Objectives:
1. Answer these from the passage on Cayce Zavaglia:
(a) What city and state is Zavaglia from?
(b) What paint is used for the background behind each embroidered portrait?
(c) At which gallery was her solo exhibition held?
2. Carry on the passage about Cayce Zavaglia's embroidered portraits from the point where it stops.

Passage shown:
________
Cayce Zavaglia: ‘I have always wanted my work to be about the portrait and the process. I strive to keep these two aspects of painting in balance’

The artist talks about painting, embroidery, close relationships and how her studio practice develops through time

by NATASHA KURCHANOVA

Cayce Zavaglia (b1971) is an artist from St Louis, Missouri, who introduced embroidery into her paintings when she was expecting her first child. Zavaglia’s embroidered paintings are hyperrealistic portraits of family members and friends, made with meticulous precision and attention to detail. Each embroidered portrait is set against a solid, non-patterned background painted in acrylic. Trained in a classical painting technique, the artist attempts to replicate a brushstroke with a stitch, mixing different threads according to techniques of colour blending learned while at school.

Despite Zavaglia’s classical representational vocabulary, she welcomes experimentation and change, expanding the limits allowed by classical portraiture by introducing various media into the realm of the genre. Photography joins embroidery as another crucial element of Zavaglia’s portraits because, unlike a classical painter, she works exclusively from photographs. The artist’s proclivity for portraying people she trusts as beautiful, strong and timeless found a counterpart in the embroideries’ reverse, where facial features become obscured by unwanted threads and knots. Zavaglia found an inspiring metaphor in the discovery of this reverse image, as it indicates, for her, the unseen and unpolished side of the human psyche. Apart from opening up the reverse side of her embroidered paintings to the viewer by displaying them on stands in the manner of sculpture, Zavaglia also found a way back to painting by focusing on this reverse side and documenting it in her hyperrealistic style in various stages of completion. She spoke to us at the opening of her solo exhibition at Lyons Wier Gallery in New York.
________
Stored data:
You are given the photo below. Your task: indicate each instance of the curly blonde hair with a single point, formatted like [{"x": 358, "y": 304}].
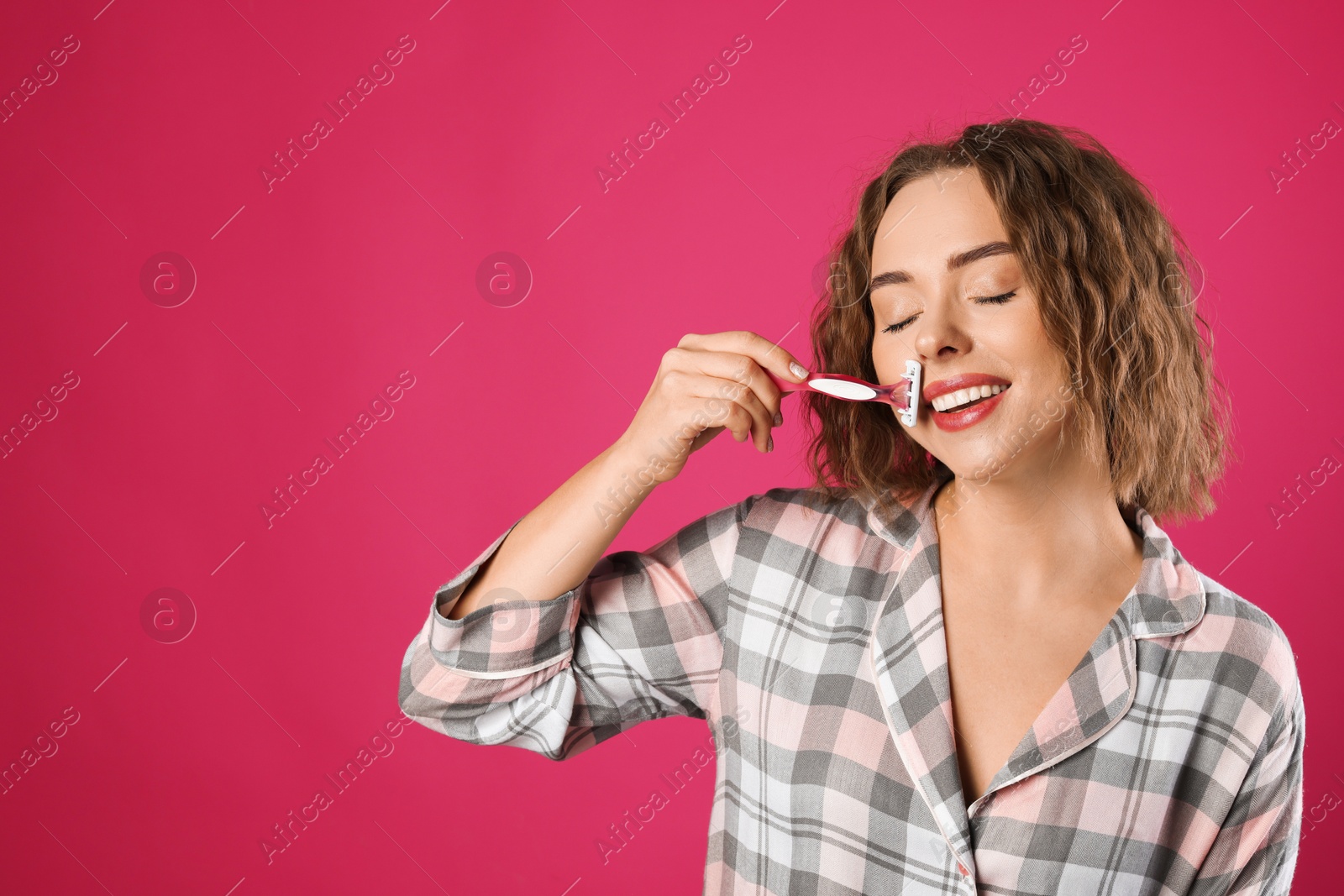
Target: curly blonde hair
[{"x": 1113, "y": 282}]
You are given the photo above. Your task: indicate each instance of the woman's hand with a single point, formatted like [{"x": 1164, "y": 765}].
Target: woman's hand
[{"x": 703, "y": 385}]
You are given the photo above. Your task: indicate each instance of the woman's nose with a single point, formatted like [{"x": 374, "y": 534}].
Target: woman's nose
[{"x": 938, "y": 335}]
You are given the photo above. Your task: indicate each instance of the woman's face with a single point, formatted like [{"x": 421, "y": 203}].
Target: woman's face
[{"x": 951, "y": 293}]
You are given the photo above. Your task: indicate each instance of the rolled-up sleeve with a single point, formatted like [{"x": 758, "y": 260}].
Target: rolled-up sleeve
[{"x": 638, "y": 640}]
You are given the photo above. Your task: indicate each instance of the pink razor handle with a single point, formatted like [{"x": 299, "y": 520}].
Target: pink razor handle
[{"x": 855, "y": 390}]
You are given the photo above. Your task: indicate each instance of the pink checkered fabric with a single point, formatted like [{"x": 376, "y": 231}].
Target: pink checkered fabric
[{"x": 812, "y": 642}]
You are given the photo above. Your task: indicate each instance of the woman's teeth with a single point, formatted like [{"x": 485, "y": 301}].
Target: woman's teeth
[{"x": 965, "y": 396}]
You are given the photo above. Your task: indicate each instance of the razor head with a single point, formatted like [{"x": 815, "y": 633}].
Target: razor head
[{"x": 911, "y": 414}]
________
Results of the tasks:
1.
(a) St Louis, Missouri
(b) Acrylic
(c) Lyons Wier Gallery in New York

2.
Natasha Kurchanova: What’s your background? Did you start as a painter? How and when did you begin making embroideries?

Cayce Zavaglia: I grew up in Australia. My embroidery pieces stem from a work I made as a kid, in which I embroidered an image of a sheep station out of crewel wool. Something about that work resonated with me, and it never left me. I studied painting in undergrad and grad school. When I was pregnant and starting a family, I did not want to be around turpentine, varnish and chemicals any more, and kept thinking about that first exposure to embroidery. I wondered if it were possible to sew a portrait, and eventually tried it. I made a small self-portrait. I chose crewel wool for this first piece to reference this embroidery from my childhood, but the image was too small and the wool was too thick. So, I had to play around with the scale and experiment with technique. I’ve been making the embroidered works for about 14 years now.

NK: How do you make your works? What’s the process?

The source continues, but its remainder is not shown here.